__INSTRUCTIONS FOR THE TASK__:
Turn the material below into a Markdown table with two columns, No. and Line. Give each non-blank line its own numbered row.

__RECORD LIST__:
----

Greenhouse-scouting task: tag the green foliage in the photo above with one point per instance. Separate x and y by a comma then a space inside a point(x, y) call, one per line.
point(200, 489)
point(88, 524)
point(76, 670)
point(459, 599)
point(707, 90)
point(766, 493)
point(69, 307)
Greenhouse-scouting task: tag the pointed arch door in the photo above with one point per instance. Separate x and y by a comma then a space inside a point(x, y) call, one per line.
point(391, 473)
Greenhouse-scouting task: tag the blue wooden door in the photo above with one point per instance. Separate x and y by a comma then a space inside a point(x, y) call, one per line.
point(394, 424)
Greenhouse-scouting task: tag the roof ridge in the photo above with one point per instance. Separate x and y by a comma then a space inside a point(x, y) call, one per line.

----

__FINISHED EXERCISE__:
| No. | Line |
|---|---|
| 1 | Greenhouse-scouting task: tag the green foliage in the photo above with one point per instance. Separate x and y by a comma then a space inside a point(x, y) call, one per line. |
| 2 | point(200, 489) |
| 3 | point(88, 524) |
| 4 | point(76, 670) |
| 5 | point(459, 599) |
| 6 | point(707, 90) |
| 7 | point(766, 493) |
| 8 | point(69, 307) |
| 9 | Greenhouse-scouting task: tag the pointed arch door in the photo above with one point per instance. Separate x and y by a comma then a space inside a point(x, y) call, one per line. |
| 10 | point(391, 473) |
| 11 | Greenhouse-scouting task: tag the blue wooden door in the photo above with one point per instance. Separate x and y by a comma then a space inside a point(x, y) call, one per line. |
| 12 | point(394, 424) |
| 13 | Greenhouse-scouting task: tag the roof ridge in the photo above with one point per instance. Separate x and y by a comma then a space inside a point(x, y) call, one per line. |